> _Texto extraído_:
Mi hermano nos manda un vídeo al chat familiar en el que se puede ver a un grupo cantando y tocando el cajón, algo muy de Cádiz.. y del pueblo.
En el vídeo se ve como los reyes se apean del trono y se mezclan con la multitud. Ella, la reina, marcando la distancia que se le supone a la corona con respecto a la plebe. Felipe, más natural se sienta y empieza a aporrear el cajón con ritmo de un propio. Hasta ahí el gesto. Natural en el rey y con fórceps en la reina. Se me figura que lo que se hace de forma espontánea, como una prolongación de tu forma de ser, bien está.
Pero háganme el favor de no caer en el lugar común, cada día más común, de identificar ese gesto con que nuestro rey es muy campechano.
Siempre se dijo de Juan Carlos que era un rey campechano, como el súmmum de las virtudes de un rey cercano al pueblo. La monarquía británica por el contrario, ha sabido trazar una línea divisoria. La reina Isabel no se arranca a bailar "La Macarena," y quizá es ese toque de distancia lo que le granjeó el respeto del pueblo inglés.
Ese oficio desempeñado con la contención que se le supone a una monarca de casta.
Los reyes no tienen que ser campechanos, ni ser campechano es necesariamente una virtud o una condición a perseguir. Los reyes, en tanto que figura más decorativa que práctica, deben ser reyes y figurar. Va en el cargo.
El rey en estos tiempos tiene algo a su favor y es que no necesita votos ni mayorías absolutas para reinar. Le basta el linaje y la existencia de la monarquía como institución, mientras dure.
Otro gallo les canta a los políticos de turno cuando huelen a la turbamulta acercándose a las urnas, meses antes del día D.
Ahí empieza lo que el Presidente de Cantabria bautizó con un lirismo gráfico como la "berrea", la de los políticos en celo, ansiando votos. Es Revilla político que se ha entregado tanto y con tanta pasión a la causa cántabra, como Abel Caballero, el "luminoso" alcalde vigués a los desvelos de los ciudadanos de Vigo.
Andamos en vísperas de mucho, a la vuelta de la esquina tenemos cita en las urnas, los madrileños antes, y todos los españoles, después.

> _Datos extraídos_:
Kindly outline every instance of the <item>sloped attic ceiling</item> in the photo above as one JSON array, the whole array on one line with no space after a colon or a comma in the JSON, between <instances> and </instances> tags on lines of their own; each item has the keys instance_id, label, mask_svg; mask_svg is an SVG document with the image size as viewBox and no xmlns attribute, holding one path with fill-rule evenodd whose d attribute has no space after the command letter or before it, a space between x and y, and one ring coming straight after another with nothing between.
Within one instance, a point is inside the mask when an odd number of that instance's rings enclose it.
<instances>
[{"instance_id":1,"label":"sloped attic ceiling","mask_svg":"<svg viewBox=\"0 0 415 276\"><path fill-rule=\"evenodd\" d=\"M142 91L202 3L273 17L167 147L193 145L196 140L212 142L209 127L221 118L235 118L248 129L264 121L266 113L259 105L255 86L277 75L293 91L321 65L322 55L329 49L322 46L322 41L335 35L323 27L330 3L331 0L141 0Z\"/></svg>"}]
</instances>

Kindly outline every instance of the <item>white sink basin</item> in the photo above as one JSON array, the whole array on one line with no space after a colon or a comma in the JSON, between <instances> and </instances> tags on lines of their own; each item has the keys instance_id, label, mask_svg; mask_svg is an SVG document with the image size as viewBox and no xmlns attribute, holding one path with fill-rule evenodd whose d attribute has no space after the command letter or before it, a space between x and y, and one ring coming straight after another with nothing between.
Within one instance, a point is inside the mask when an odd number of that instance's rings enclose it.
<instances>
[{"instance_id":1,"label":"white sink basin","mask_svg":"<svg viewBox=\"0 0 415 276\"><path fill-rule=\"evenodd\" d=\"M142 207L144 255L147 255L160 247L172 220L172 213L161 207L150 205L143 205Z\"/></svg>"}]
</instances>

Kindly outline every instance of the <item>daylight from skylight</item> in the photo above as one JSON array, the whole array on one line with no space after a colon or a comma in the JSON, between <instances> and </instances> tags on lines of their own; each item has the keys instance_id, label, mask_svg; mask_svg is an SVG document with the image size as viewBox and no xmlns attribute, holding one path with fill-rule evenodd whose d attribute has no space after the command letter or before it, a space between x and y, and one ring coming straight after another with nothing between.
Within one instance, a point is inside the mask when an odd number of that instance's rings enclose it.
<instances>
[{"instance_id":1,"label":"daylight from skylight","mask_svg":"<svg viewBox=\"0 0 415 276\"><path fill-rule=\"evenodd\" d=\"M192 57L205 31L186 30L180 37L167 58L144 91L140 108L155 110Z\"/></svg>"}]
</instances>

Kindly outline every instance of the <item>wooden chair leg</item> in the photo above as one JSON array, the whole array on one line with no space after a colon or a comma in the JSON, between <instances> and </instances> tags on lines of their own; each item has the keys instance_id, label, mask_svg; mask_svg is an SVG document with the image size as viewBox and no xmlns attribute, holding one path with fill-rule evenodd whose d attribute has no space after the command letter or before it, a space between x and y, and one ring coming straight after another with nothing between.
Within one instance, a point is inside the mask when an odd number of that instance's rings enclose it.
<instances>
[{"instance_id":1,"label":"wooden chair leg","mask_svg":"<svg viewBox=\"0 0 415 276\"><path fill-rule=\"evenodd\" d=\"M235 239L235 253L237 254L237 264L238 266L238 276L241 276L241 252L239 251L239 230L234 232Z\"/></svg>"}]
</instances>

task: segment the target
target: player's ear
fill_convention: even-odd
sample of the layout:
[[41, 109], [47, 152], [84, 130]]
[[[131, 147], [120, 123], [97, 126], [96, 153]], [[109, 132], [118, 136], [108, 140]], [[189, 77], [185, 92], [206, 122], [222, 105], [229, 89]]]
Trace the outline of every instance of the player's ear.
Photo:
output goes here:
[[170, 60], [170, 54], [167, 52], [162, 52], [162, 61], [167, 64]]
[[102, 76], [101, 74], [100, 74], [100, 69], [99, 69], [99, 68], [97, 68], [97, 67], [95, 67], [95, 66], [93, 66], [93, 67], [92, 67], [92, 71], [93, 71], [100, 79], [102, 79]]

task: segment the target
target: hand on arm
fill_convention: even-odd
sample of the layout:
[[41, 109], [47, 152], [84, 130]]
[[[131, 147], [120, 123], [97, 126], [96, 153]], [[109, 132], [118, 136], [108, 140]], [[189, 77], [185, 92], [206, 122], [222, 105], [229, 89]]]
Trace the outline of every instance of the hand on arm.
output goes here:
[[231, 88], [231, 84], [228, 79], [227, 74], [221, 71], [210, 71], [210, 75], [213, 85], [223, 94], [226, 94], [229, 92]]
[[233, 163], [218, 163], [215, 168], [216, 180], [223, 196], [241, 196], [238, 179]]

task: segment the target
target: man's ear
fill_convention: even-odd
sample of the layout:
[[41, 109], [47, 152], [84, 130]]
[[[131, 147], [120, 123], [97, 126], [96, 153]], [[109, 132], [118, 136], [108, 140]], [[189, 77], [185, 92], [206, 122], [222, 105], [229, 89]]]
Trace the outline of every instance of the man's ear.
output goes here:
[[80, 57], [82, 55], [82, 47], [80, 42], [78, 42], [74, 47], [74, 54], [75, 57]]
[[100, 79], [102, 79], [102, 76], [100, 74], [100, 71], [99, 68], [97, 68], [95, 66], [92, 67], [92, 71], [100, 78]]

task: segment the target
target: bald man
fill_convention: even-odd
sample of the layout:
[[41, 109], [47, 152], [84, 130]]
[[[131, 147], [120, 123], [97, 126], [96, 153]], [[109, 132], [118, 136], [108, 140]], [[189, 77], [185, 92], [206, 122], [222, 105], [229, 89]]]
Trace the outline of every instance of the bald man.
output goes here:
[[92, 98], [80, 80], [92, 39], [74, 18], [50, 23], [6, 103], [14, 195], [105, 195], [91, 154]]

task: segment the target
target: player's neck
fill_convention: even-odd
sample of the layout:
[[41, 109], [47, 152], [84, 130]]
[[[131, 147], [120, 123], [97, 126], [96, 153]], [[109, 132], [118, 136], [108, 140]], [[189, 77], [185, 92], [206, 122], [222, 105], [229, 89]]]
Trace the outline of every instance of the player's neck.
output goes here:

> _Instrucciones_:
- 1) Responde a estas preguntas sobre el artículo acerca de los reyes y lo campechano:
(a) ¿Qué instrumento se pone a tocar Felipe en el vídeo?
(b) ¿Qué canción no se arranca a bailar la reina Isabel?
(c) ¿Quién bautizó como la "berrea" a la de los políticos en celo?
- 2) Extrae del artículo sobre los reyes y lo campechano el fragmento que va entre "Los reyes no" y "en el cargo.", ambos incluidos.
- 3) Continúa el artículo sobre los reyes y lo campechano a partir de su última frase.

> _Tus respuestas_:
- 1)
(a) El cajón.
(b) "La Macarena".
(c) El Presidente de Cantabria, Revilla.

- 2)
Los reyes no tienen que ser campechanos, ni ser campechano es necesariamente una virtud o una condición a perseguir. Los reyes, en tanto que figura más decorativa que práctica, deben ser reyes y figurar. Va en el cargo.

- 3)
Estos meses son la metáfora "warholiana" de nuestros 15 minutos de gloria. Pistoletazo de salida a la "berrea electoral”. Los candidatos se lanzan en picado a hacer la compra en el mercado del barrio, ese que no conocían, intercambiando chascarrillos con los atónitos vecinos. Los hay que visitan hospitales con la aparente naturalidad de quién va a ver a un pariente cercano en difícil trance clínico.
Otros optan por dirigirse a audiencias masivas en programas de prime time, en los que el cómplice presentador de turno les invita a humanizarse, bailando la canción de moda, llevando viandas de la tierra, o contando chistes malos, cual si estuvieran departiendo con amigotes en un bar.
¡Cuánta campechanía!
Lo políticos en época de berrea aparcan el pudor en el salón de su casa por un puñado de dólares (votos) y se abandonan al populismo más grotesco.
En Estados Unidos, se estila más como táctica para sumar likes lo de sujetar niños ajenos en brazos, al tiempo que les hacen carantoñas no deseadas.
La berrea es ese periodo de celo, en el que el ciervo macho emite unos sonidos guturales que consiguen un efecto atronador en los bosques. Se trata, en todo caso de una demostración de fuerza por conseguir el favor de las hembras y de paso garantizar el futuro de la especie.
En esta berrea que se nos viene encima, las hembras - permítanme el símil- somos los votantes, todos, y ellos, los ciervos locales y nacionales, emitirán sus sonidos guturales en forma de esperpento escénico para conseguir nuestro favor.
Yo animo a todos los españoles a que reserven butaca de patio ante las inminentes elecciones, unas y otras, para que no se pierdan el máster en campechanía que nos van a regalar.
Este esperpento escénico promete. Es gratis, hay humor, risas y espectáculo garantizado.
Es el más difícil todavía.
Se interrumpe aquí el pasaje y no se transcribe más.